Direction A – According to the patch message, when could a dedicated region+memslot for the ucall MMIO page be added?

Article –
◇ ◇ ◇

Isn't there a hole after CODE_AND_DATA_MEMSLOT?  I.e. after memslot 0?  The reason
I ask is because if so, then we can do the temporarily heinous, but hopefully forward
looking thing of adding a helper to wrap kvm_vm_elf_load() + ucall_init().

E.g. I think we can do this immediately, and then at some point in the 6.2 cycle
add a dedicated region+memslot for the ucall MMIO page.

---
 .../selftests/kvm/aarch64/page_fault_test.c   | 10 +------
 .../selftests/kvm/include/kvm_util_base.h     |  1 +
 tools/testing/selftests/kvm/lib/kvm_util.c    | 28 +++++++++++--------
 3 files changed, 19 insertions(+), 20 deletions(-)

diff --git a/tools/testing/selftests/kvm/aarch64/page_fault_test.c b/tools/testing/selftests/kvm/aarch64/page_fault_test.c
index 95d22cfb7b41..68c47db2eb2e 100644
--- a/tools/testing/selftests/kvm/aarch64/page_fault_test.c
+++ b/tools/testing/selftests/kvm/aarch64/page_fault_test.c
@@ -611,13 +611,6 @@ static void setup_memslots(struct kvm_vm *vm, struct test_params *p)
 	vm->memslots[MEM_REGION_TEST_DATA] = TEST_DATA_MEMSLOT;
 }
 
-static void setup_ucall(struct kvm_vm *vm)
-{
-	struct userspace_mem_region *region = vm_get_mem_region(vm, MEM_REGION_TEST_DATA);
-
-	ucall_init(vm, region->region.guest_phys_addr + region->region.memory_size);
-}
-
 static void setup_default_handlers(struct test_desc *test)
 {
 	if (!test->mmio_handler)
@@ -706,8 +699,7 @@ static void run_test(enum vm_guest_mode mode, void *arg)

◇ ◇ ◇

Direction B – Pull out every line of the rows below that contains the string "look". Case counts.

Exercise data –
◇ ◇ ◇

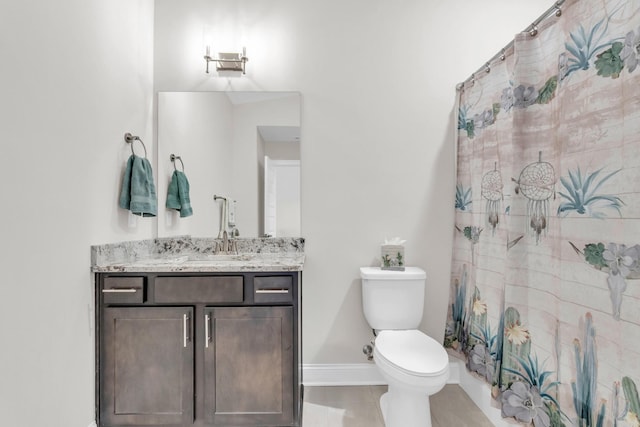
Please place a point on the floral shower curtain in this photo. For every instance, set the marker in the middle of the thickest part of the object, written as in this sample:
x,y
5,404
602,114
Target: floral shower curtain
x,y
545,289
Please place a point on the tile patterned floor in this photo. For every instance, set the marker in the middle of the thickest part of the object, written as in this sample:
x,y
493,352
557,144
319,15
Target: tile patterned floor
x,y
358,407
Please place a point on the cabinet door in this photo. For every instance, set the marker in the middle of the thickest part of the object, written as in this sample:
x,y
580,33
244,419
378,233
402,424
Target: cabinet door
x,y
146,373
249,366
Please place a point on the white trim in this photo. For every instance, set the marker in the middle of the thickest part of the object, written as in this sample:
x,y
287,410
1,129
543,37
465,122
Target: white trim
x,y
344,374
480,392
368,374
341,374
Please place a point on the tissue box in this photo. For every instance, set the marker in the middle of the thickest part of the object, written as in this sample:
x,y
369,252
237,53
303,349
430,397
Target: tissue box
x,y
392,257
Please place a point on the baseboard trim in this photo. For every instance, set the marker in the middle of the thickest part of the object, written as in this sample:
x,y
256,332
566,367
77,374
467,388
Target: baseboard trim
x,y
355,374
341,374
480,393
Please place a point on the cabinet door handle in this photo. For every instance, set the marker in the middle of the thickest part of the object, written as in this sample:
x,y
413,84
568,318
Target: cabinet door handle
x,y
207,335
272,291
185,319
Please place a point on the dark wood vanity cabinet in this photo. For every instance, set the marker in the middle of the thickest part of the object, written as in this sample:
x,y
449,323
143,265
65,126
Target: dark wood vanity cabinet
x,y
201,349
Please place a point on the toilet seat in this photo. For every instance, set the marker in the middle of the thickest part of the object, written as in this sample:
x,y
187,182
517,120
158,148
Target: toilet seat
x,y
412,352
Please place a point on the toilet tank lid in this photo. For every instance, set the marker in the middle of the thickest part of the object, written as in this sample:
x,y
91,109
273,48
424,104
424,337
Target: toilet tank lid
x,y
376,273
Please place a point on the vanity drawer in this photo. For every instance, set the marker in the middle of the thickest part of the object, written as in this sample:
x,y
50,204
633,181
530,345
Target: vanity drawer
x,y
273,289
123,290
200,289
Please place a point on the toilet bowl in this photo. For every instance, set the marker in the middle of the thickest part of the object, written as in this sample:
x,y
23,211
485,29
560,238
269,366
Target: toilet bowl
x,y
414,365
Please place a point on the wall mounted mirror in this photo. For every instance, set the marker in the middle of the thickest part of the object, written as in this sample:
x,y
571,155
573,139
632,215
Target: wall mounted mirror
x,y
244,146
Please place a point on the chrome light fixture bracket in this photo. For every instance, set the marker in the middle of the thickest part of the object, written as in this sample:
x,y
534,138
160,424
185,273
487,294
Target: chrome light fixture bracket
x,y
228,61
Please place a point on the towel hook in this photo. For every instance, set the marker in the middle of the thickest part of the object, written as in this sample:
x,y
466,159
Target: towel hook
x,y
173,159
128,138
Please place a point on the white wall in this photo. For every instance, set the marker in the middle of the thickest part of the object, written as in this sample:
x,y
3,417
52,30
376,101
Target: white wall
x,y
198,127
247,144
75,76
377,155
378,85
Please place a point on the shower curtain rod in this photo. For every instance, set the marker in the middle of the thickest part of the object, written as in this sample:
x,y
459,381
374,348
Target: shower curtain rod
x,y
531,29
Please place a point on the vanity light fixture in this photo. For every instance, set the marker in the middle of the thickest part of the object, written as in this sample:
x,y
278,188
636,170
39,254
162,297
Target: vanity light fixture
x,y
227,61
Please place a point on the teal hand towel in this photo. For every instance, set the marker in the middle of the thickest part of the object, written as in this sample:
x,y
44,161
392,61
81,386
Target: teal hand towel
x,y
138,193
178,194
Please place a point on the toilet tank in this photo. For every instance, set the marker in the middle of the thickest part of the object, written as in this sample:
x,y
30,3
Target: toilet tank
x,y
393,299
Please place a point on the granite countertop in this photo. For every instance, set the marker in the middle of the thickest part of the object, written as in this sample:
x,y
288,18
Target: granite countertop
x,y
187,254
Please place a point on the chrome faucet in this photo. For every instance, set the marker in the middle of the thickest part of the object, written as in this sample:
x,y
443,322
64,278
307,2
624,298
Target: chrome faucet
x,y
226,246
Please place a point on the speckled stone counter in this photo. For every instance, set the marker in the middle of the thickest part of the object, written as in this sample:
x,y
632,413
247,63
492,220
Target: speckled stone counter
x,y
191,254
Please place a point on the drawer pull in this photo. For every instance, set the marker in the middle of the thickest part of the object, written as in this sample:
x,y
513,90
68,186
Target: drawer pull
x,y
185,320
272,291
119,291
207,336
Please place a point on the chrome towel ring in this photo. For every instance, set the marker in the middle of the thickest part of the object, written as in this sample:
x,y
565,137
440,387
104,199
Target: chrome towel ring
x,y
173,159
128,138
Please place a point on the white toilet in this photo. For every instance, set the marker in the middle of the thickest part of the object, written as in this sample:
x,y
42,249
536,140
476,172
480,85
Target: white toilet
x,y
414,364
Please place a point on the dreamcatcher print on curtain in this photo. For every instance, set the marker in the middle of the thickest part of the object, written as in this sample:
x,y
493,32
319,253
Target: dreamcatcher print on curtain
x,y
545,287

◇ ◇ ◇

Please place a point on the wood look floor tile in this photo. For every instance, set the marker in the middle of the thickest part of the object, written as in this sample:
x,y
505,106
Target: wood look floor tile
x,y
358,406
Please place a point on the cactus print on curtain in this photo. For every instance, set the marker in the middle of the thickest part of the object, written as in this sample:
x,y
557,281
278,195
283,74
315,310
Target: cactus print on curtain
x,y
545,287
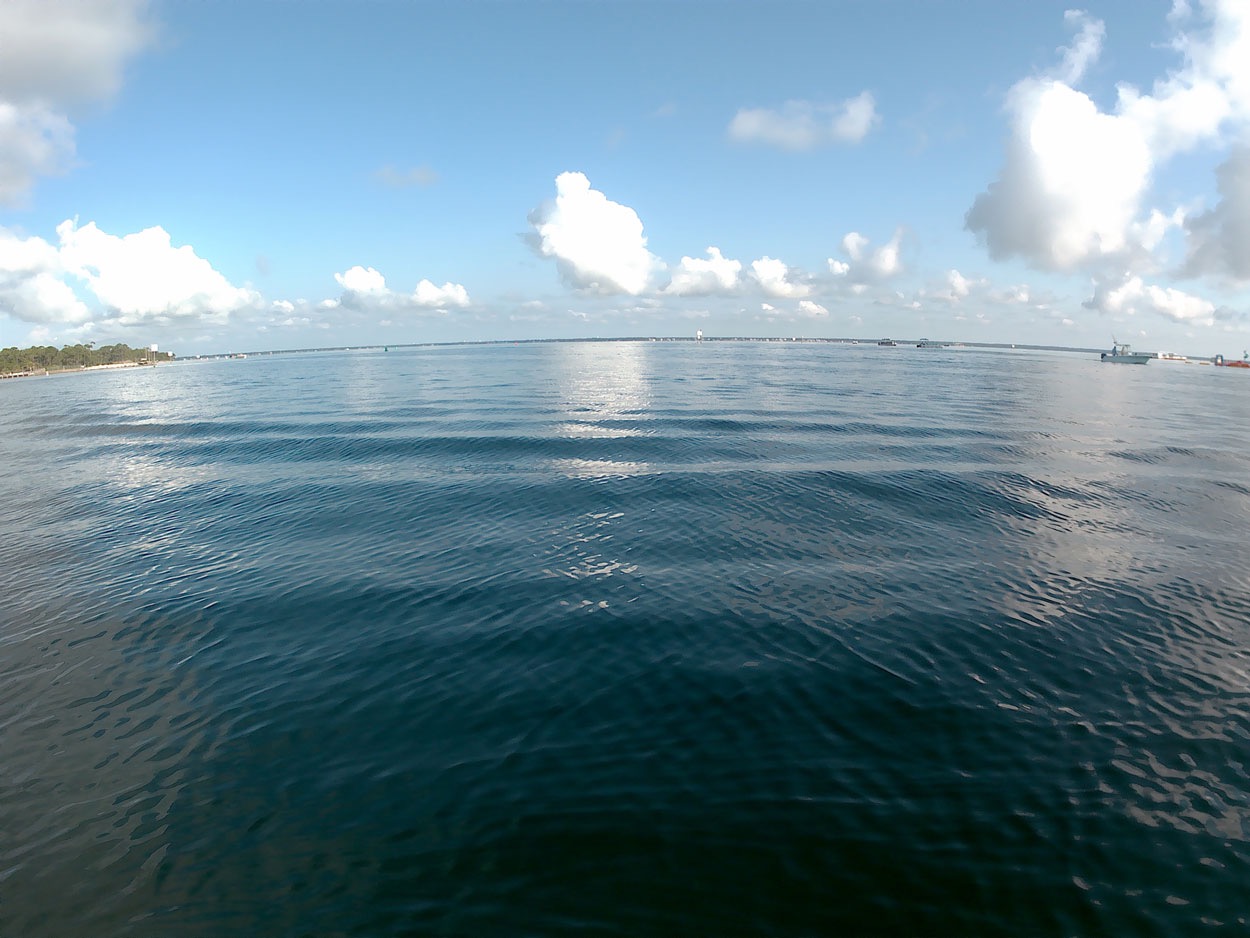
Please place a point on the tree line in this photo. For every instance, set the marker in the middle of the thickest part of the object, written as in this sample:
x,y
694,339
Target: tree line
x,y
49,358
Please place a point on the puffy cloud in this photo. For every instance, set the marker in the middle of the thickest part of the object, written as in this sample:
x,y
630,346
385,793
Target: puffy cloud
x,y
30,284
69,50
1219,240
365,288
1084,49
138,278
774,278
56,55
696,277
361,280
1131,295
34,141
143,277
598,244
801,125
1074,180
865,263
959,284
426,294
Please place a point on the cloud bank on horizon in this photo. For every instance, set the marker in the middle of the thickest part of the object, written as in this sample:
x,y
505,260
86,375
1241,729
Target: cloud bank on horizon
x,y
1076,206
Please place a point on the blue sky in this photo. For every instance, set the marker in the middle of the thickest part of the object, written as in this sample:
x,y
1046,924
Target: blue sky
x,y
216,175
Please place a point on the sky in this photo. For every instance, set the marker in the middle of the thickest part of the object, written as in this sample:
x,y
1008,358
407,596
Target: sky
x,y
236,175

◇ ◇ ◇

Exercise answer A – At some point in the 6.2 cycle.

Exercise answer B –
Please place a point on the wood look floor tile in this photo. For every instance, set the marker in the middle of the thickest part of the object, written as in this sample:
Target: wood look floor tile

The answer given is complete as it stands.